### Job
Recast the lines below as a Markdown table with the columns Row and Line, numbering each row and skipping blank lines. Leave the pictures out.

[Annotation data for picture regions]
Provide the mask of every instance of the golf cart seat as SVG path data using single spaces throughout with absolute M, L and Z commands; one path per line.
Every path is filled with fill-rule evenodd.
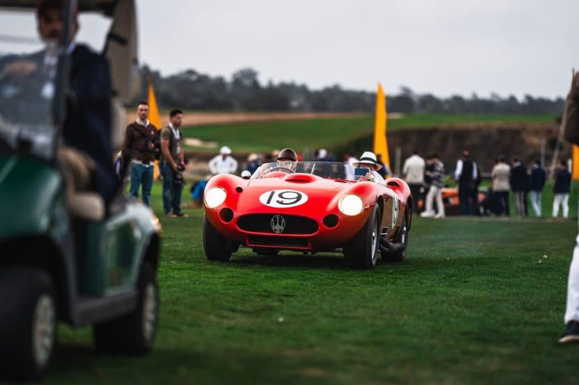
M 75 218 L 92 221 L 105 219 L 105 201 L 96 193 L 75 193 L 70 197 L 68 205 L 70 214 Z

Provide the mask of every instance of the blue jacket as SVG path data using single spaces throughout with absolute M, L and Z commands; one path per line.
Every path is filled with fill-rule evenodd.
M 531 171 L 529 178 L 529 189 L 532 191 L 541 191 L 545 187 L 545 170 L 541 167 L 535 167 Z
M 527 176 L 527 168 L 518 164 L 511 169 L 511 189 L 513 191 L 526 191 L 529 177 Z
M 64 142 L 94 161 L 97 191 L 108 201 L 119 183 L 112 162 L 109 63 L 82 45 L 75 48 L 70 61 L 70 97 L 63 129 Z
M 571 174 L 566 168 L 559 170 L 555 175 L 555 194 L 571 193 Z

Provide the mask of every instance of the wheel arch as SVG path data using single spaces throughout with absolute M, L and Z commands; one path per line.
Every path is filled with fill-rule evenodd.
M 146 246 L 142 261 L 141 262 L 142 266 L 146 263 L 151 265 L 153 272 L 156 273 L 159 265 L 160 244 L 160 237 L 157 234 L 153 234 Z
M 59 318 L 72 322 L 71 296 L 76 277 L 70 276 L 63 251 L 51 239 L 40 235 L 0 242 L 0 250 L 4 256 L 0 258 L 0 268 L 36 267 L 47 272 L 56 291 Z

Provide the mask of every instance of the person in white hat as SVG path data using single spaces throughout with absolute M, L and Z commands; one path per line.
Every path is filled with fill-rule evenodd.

### Task output
| Row | Line |
|---|---|
| 1 | Provide the mask of every instance of the golf cart seat as SVG path data using single spaces throughout with absolute M, L and Z commands; one path per line. |
| 2 | Every path is filled with fill-rule evenodd. |
| 3 | M 75 218 L 92 221 L 105 219 L 105 201 L 96 193 L 75 193 L 70 197 L 68 205 L 70 214 Z |
| 4 | Provide the mask of every instance of the blue jacket as SVG path data using single spaces throughout with absolute M, L and Z commands; one path per line. |
| 5 | Every path is filled with fill-rule evenodd. |
| 6 | M 531 171 L 529 178 L 529 189 L 532 191 L 541 191 L 545 187 L 545 170 L 541 167 L 535 167 Z |
| 7 | M 527 176 L 527 168 L 518 164 L 511 169 L 511 189 L 513 191 L 526 191 L 529 177 Z |
| 8 | M 64 142 L 94 161 L 97 191 L 108 201 L 119 183 L 112 162 L 109 63 L 82 45 L 75 48 L 70 61 L 70 97 L 63 129 Z |
| 9 | M 571 174 L 566 168 L 559 170 L 555 175 L 555 194 L 571 193 Z |
| 10 | Provide the mask of every instance of the wheel arch as SVG path data using single spaces throughout with absolute M, L and Z commands; one path per line. |
| 11 | Every path is filled with fill-rule evenodd. |
| 12 | M 146 246 L 142 261 L 141 262 L 142 266 L 146 263 L 151 265 L 153 272 L 156 273 L 159 265 L 160 244 L 160 237 L 157 234 L 153 234 Z |
| 13 | M 59 318 L 72 322 L 71 296 L 76 277 L 70 276 L 63 251 L 51 239 L 40 235 L 0 242 L 0 250 L 4 256 L 0 258 L 0 268 L 36 267 L 47 272 L 56 291 Z |
| 14 | Provide the mask of every instance of the person in white hat as SVG path data using single spaces throughout with absolute M, L and Z commands; one path per line. |
| 15 | Every path is filled with fill-rule evenodd. |